● What to produce: Render the stretch of items from the start through the line containing "[[392, 53]]" as a numbered list, leaving out any blank lines.

[BEGIN Data for this exercise]

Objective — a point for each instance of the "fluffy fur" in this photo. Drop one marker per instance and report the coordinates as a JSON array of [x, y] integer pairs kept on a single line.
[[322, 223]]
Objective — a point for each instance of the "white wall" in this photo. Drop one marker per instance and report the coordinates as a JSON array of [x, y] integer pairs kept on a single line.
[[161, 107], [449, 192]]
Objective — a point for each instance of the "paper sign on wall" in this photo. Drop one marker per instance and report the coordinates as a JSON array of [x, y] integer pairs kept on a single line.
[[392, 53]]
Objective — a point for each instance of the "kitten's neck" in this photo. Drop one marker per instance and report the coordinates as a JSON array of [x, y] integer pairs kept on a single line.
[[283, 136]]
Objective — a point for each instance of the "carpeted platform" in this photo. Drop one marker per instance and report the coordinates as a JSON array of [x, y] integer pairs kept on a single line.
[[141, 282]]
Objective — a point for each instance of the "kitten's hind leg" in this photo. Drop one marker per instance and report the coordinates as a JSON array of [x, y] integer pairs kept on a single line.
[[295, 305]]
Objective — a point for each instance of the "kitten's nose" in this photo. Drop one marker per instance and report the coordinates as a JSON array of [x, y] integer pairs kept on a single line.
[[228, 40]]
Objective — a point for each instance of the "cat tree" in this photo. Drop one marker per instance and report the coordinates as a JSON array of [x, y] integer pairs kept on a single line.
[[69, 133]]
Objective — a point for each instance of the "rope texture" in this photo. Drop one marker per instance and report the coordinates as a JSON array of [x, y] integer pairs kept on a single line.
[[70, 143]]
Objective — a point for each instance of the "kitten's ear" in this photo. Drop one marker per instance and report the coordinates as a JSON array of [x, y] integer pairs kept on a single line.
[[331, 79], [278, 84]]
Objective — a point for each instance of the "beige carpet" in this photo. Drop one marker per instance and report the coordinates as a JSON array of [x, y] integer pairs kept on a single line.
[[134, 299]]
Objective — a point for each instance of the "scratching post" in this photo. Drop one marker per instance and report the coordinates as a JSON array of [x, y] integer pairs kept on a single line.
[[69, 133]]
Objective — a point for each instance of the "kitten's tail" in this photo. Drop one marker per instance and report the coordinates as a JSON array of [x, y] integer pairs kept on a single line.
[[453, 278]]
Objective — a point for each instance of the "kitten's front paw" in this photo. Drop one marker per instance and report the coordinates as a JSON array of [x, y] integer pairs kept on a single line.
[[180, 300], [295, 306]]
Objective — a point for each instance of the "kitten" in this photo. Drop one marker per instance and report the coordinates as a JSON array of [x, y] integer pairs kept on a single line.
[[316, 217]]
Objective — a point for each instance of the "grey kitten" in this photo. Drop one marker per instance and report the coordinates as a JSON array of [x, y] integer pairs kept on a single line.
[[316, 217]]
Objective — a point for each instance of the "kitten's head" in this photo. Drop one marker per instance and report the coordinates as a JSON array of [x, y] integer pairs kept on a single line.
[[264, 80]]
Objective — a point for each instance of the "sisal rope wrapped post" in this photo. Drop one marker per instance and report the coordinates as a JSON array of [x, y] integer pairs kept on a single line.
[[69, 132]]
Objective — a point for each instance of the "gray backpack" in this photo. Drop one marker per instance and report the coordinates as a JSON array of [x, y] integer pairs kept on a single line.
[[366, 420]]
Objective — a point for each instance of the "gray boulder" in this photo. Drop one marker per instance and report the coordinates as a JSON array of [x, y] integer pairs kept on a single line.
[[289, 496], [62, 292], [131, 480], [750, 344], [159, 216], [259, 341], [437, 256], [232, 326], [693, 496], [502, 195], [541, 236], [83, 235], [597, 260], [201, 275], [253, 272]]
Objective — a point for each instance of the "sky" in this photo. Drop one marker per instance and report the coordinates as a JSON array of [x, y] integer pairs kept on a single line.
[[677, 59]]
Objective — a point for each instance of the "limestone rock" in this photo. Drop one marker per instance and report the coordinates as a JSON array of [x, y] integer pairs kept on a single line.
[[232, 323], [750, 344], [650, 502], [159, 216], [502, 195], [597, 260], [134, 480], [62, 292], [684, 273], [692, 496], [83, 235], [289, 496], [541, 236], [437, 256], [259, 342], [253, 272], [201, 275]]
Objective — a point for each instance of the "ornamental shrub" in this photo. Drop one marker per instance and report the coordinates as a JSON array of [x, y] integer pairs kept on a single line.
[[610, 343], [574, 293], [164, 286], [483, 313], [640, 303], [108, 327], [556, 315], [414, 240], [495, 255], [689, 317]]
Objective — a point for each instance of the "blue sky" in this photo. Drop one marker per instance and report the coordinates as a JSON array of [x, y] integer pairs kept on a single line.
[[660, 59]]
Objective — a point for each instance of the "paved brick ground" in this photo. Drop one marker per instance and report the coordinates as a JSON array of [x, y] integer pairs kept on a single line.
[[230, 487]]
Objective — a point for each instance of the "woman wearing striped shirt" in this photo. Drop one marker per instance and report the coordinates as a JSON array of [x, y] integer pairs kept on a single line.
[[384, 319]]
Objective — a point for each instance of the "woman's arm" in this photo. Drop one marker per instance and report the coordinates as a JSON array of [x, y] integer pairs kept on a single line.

[END Data for this exercise]

● Exercise output:
1. Objective — a point for each instance of the "fluffy fur" in this photo. Drop one marker per instance and report the coordinates as a JSON array of [x, y] integer pairs kept on a single line.
2. [[322, 223]]
3. Objective — a point for each instance of the "white wall" in this photo. Drop one marker per instance and report the coordinates as a JSON array of [x, y] integer pairs kept on a single line.
4. [[161, 107], [449, 192]]
5. Objective — a point for each instance of the "paper sign on wall" in this photo. Drop one marker per instance and report the coordinates as a JSON array of [x, y] integer pairs kept on a single line.
6. [[392, 53]]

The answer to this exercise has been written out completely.